Page:
# # #

We ended up with a fairly inexpensive roping saddle. It seems to fit Big and it works very nicely with the very expensive pad I bought for the Black Forest. Interestingly, I'd never really felt "insecure" in the Black Forest saddle--it always felt stable and solid. But when I tried out the western saddles I realized that the BF saddle was anything BUT stable! Very interesting experience!

Assuming it continues to seem like a good fit on Big I think this will make a fine saddle for me. I'll post pix tomorrow, I hope. If it's pouring rain all day the pix will be delayed a tad!

But, I'm back in the saddle and this week will be back on the trails!


----------



## QOS

glad you found a saddle that works for you and Mr. Big. Tuckers are soft and comfy - I like that!


----------



## Nokota

Good for you!! Now we need PICS!!!!!


----------



## SailorGriz

OK, Nokota, Pix you get! It's a like new saddle. Not sure it's ever even been oiled it's so new. The woman who sold it to me bought it for her teenager who lost weight and it no longer fit. So she bought a new one and sold this one to help pay for it.

It has a lot more tooling on it that I wanted--I was looking for a very plain jane sort of saddle. At least it doesn't have any silver other than the conchos. I had hoped to avoid as much "bling" as I could--but then I got what fit. Sometimes you just gotta take what you can find.

It's a barrel saddle with minimal dee's. I've ordered dee's and chicago screws from Tandy Leather so I can add some in, as needed. I can punch right through the skirt and bolt the dee's pretty much anywhere.

I saddled up Big this morning and went up the Butte across the road for a bit then we did a loop around the property lines on our place through the not yet planted fields. Going up the Butte the saddle slipped back a bit but it might be that I didn't put it on far enough forwardward so it started back and only moved a little. Before I get too excited I'll try it again a few times.

Big seemed comfortable in the saddle and I was comfortable, too, so I think it'll work out fine. 

There is one, fairly minor, aesthetic issue. I'll leave it to the forum members to see if they can tell what it might be. :?


----------



## QOS

It is simply an aesthetic issue - but I will say you are the most secure man that I know!!! Hugs!!


----------



## SailorGriz

The saddle feels secure, too, and that's what's REALLY important! ;-)


----------



## phantomhorse13

if it fits big and your butt, who cares what color it is?

and hey, you'll never have to wonder from a distance if the saddle is yours or not.

down the road, you can even get matching a biothane bridle! :lol:


----------



## SailorGriz

Whew. Phantom, when I first read your post I thought you said "if it fits your big butt . . . . "!!!!

I was starting to wonder if we'd met! ;-)

But, yes, color is fairly far down on the critical attributes list!


----------



## phantomhorse13

SailorGriz said:


> Whew. Phantom, when I first read your post I thought you said "if it fits your big butt . . . . "!!!!
> 
> I was starting to wonder if we'd met! ;-)

# # #

Stored data:
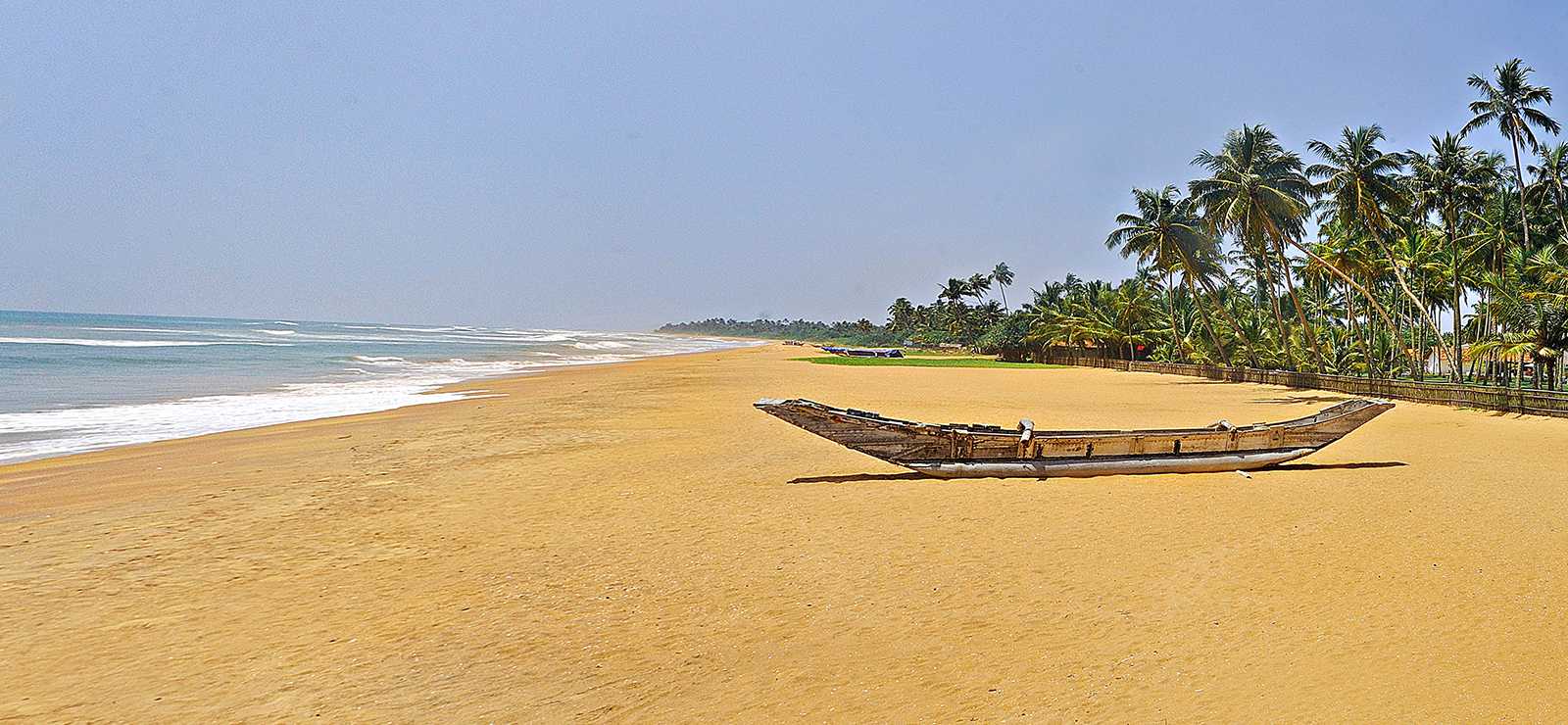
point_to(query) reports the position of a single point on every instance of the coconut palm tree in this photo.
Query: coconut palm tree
(1003, 276)
(979, 284)
(1258, 193)
(1551, 172)
(1452, 181)
(901, 314)
(956, 291)
(1509, 104)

# # #

What this exercise asks:
1. In the saddle thread, which company did SailorGriz order dee's and chicago screws from?
2. Transcribe the part of the saddle thread from "I saddled up" to "I know!!! Hugs!!".
3. According to the saddle thread, why did the woman sell this saddle?

Responses to the exercise:
1. Tandy Leather.

2.
I saddled up Big this morning and went up the Butte across the road for a bit then we did a loop around the property lines on our place through the not yet planted fields. Going up the Butte the saddle slipped back a bit but it might be that I didn't put it on far enough forwardward so it started back and only moved a little. Before I get too excited I'll try it again a few times.

Big seemed comfortable in the saddle and I was comfortable, too, so I think it'll work out fine. 

There is one, fairly minor, aesthetic issue. I'll leave it to the forum members to see if they can tell what it might be. :?


----------



## QOS

It is simply an aesthetic issue - but I will say you are the most secure man that I know!!! Hugs!!

3. She had bought it for her teenager, who lost weight, so it no longer fit. She bought a new one and sold this one to help pay for it.